Stored data entries:
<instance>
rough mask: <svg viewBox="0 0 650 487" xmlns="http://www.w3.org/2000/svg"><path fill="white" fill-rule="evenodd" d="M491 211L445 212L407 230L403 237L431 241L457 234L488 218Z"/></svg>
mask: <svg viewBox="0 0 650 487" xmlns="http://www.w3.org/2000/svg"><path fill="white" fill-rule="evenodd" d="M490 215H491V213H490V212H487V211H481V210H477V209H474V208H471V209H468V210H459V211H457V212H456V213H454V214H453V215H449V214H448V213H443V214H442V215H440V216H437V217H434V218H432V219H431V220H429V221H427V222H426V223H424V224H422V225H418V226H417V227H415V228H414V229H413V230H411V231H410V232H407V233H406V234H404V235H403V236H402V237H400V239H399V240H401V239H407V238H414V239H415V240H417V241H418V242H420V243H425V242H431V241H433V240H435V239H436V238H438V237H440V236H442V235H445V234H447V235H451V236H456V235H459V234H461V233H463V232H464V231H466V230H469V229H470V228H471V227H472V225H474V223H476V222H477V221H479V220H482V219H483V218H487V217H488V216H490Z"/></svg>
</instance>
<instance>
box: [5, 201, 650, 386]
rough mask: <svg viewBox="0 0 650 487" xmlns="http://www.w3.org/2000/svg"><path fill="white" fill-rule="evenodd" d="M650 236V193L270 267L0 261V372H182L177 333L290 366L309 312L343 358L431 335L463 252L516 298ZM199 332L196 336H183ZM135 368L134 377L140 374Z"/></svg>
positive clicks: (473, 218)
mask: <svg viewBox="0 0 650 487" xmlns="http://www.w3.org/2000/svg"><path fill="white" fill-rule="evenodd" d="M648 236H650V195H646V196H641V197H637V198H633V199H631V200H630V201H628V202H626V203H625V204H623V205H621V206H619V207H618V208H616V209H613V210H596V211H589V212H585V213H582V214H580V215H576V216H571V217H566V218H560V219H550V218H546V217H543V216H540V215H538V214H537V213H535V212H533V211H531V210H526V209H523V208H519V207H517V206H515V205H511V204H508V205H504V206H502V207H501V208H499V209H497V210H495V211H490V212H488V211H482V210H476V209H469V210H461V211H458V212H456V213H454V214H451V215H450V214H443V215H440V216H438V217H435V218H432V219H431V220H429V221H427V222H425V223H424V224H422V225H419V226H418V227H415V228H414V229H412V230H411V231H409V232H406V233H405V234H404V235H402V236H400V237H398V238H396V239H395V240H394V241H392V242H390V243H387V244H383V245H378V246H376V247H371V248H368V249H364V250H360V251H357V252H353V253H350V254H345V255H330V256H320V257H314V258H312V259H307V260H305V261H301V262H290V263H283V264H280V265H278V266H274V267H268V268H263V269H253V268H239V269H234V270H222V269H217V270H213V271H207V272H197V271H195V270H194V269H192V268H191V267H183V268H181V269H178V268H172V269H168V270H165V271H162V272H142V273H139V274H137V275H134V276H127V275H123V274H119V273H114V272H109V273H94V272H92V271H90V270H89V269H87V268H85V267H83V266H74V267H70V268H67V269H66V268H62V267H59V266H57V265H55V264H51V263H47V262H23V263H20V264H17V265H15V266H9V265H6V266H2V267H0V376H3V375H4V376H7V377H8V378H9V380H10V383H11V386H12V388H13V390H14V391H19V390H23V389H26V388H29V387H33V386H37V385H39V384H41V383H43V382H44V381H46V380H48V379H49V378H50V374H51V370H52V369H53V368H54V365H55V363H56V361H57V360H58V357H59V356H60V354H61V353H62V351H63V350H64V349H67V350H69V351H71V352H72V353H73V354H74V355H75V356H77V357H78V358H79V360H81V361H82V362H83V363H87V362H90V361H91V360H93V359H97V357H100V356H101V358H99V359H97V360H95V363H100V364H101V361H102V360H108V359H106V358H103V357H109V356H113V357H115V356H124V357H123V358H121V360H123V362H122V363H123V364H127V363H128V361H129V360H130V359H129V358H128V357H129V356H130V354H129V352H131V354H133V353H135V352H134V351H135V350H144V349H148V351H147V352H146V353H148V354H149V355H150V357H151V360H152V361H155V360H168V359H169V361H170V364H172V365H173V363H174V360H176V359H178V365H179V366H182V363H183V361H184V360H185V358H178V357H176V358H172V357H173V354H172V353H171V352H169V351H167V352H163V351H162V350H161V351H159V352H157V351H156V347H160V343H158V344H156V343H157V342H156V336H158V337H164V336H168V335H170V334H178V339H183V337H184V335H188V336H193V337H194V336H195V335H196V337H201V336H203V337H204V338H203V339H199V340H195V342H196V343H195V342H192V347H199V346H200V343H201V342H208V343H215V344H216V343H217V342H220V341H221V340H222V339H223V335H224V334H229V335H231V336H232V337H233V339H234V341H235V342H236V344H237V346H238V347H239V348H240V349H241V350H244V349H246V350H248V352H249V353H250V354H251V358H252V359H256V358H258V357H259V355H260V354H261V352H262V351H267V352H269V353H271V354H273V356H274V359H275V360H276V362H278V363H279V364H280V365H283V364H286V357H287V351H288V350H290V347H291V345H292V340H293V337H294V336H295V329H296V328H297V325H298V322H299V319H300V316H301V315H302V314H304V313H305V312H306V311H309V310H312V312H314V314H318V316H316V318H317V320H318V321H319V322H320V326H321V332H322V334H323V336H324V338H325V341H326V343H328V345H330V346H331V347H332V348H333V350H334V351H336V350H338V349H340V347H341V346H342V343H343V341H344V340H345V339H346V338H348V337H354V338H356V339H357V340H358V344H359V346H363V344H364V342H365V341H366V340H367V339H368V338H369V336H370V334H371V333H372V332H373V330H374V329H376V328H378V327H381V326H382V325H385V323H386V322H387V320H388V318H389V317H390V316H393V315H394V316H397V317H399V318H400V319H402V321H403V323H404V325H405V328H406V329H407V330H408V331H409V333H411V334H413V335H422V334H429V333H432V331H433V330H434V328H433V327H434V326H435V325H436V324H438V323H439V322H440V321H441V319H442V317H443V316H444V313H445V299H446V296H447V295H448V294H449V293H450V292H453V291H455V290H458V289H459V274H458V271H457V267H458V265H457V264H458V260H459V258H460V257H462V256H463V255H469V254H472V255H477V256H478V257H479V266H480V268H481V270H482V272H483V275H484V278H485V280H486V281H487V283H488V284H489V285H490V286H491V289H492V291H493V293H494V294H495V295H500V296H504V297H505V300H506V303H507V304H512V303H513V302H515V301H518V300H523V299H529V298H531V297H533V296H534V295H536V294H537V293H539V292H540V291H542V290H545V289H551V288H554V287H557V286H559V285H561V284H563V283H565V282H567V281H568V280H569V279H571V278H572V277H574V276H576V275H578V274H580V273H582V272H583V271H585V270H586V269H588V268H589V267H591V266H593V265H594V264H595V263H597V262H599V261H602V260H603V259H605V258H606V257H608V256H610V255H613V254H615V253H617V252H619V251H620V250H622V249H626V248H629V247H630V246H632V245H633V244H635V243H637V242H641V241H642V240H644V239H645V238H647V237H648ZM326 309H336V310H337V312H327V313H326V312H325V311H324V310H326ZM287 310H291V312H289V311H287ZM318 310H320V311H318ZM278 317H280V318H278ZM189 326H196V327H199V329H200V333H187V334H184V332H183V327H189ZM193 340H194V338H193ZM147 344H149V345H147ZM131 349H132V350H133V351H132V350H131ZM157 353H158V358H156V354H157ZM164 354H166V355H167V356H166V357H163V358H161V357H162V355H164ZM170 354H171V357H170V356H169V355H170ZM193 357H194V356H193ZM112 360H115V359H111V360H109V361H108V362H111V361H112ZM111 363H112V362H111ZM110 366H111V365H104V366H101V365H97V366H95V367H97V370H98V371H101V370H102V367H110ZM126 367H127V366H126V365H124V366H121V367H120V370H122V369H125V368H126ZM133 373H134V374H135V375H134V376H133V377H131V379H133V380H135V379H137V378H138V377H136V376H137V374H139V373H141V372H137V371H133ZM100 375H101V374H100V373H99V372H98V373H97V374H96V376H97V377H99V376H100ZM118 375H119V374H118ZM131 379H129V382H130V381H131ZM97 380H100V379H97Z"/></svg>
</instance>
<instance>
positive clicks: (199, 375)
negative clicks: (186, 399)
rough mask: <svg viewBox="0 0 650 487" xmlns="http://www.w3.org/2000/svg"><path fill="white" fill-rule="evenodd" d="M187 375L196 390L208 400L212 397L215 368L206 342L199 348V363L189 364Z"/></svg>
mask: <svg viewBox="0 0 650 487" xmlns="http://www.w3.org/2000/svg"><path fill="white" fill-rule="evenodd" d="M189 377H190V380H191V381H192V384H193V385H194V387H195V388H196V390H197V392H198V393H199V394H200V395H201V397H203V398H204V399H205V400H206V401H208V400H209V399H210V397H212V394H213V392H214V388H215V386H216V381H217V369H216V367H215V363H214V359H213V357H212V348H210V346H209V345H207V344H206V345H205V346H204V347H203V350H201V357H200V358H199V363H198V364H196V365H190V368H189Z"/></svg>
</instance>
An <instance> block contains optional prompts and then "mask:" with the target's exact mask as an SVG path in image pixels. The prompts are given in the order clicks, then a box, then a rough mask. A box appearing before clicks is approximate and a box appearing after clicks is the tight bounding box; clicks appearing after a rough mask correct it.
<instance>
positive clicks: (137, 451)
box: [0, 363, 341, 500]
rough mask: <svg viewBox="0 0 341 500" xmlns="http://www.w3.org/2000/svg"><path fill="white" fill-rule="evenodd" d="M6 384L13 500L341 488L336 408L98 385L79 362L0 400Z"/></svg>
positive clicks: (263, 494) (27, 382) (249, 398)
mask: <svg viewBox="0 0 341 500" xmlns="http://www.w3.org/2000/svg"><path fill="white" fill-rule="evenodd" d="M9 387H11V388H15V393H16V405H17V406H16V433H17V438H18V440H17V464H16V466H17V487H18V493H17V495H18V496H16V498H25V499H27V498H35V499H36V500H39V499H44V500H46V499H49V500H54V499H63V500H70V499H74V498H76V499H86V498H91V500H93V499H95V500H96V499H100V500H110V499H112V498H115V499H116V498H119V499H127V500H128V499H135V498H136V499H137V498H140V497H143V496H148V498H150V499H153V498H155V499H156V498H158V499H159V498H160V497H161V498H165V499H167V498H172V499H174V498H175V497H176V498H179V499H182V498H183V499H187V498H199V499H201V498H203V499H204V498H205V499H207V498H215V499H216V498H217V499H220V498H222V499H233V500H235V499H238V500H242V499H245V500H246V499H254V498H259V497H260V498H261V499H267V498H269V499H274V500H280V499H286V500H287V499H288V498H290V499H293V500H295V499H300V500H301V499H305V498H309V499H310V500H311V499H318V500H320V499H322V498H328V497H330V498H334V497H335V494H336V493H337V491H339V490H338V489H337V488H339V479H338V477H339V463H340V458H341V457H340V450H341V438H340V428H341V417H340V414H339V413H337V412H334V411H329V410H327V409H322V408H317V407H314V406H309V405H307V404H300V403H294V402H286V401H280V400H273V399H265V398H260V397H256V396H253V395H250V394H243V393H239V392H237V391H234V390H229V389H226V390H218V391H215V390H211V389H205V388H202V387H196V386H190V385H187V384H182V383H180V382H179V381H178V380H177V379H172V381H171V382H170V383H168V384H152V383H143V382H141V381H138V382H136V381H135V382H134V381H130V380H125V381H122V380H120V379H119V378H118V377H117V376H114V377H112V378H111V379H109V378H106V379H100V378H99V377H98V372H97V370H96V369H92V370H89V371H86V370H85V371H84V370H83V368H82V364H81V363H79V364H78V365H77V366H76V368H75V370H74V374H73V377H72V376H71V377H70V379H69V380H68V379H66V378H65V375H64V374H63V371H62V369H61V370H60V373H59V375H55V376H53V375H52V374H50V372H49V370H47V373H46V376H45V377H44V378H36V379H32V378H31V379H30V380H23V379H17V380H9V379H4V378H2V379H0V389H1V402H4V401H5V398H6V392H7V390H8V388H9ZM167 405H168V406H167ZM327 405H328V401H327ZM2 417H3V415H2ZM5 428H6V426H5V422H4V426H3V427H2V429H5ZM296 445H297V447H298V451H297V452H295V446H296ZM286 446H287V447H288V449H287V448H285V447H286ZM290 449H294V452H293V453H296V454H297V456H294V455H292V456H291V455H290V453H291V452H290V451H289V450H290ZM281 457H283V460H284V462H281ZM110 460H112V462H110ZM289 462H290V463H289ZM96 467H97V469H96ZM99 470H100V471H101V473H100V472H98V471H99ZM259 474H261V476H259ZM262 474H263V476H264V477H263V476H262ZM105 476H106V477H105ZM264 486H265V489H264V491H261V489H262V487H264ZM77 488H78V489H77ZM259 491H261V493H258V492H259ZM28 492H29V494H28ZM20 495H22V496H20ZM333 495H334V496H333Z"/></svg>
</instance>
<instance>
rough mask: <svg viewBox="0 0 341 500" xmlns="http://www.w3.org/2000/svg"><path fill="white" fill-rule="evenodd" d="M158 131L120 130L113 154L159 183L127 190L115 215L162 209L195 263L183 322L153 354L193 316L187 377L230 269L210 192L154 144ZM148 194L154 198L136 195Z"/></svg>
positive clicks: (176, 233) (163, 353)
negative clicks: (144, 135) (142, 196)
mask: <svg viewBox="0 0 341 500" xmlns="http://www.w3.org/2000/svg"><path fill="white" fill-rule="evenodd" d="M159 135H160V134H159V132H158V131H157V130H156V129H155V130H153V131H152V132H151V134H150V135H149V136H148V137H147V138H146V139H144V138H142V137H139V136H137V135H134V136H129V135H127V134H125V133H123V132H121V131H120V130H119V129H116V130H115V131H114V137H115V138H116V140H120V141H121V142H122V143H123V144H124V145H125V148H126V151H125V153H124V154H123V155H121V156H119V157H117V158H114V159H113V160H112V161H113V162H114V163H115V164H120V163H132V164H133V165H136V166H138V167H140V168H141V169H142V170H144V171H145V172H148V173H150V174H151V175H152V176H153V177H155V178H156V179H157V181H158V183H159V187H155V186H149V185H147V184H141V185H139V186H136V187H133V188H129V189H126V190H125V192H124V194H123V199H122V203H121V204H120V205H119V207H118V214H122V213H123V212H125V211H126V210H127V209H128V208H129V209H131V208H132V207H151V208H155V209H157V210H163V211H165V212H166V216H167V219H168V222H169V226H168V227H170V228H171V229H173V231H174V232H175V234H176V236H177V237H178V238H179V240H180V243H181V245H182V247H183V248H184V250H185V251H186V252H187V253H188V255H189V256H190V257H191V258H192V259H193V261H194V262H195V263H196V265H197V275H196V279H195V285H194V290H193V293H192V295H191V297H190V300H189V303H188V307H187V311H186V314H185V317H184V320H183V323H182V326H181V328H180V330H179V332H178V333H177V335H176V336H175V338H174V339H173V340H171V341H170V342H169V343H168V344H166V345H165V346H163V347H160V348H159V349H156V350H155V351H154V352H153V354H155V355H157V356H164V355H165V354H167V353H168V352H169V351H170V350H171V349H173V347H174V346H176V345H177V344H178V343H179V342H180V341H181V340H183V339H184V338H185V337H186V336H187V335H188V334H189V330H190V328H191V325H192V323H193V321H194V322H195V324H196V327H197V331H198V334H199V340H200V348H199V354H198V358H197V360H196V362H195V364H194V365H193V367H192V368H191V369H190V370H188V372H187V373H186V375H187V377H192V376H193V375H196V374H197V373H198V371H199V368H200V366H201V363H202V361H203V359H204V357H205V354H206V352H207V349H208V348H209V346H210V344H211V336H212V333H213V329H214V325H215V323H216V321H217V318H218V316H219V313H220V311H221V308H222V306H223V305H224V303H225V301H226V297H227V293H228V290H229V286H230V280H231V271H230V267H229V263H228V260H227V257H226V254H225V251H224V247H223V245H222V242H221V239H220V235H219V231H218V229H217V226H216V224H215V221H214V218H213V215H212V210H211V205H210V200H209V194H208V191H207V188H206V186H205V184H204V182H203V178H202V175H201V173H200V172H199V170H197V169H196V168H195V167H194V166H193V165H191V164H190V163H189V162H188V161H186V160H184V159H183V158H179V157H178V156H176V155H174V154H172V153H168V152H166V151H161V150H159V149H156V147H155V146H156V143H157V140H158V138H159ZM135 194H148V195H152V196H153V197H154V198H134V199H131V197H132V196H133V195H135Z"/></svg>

== EXERCISE GOAL ==
Could you reproduce the lines of the items above, from the line containing "384L13 500L341 488L336" to the line containing "positive clicks: (263, 494)", both included, and nothing else?

== TASK ANSWER ==
rough mask: <svg viewBox="0 0 341 500" xmlns="http://www.w3.org/2000/svg"><path fill="white" fill-rule="evenodd" d="M6 384L13 500L341 488L336 408L98 385L79 362L0 400Z"/></svg>
positive clicks: (263, 494) (27, 382) (249, 398)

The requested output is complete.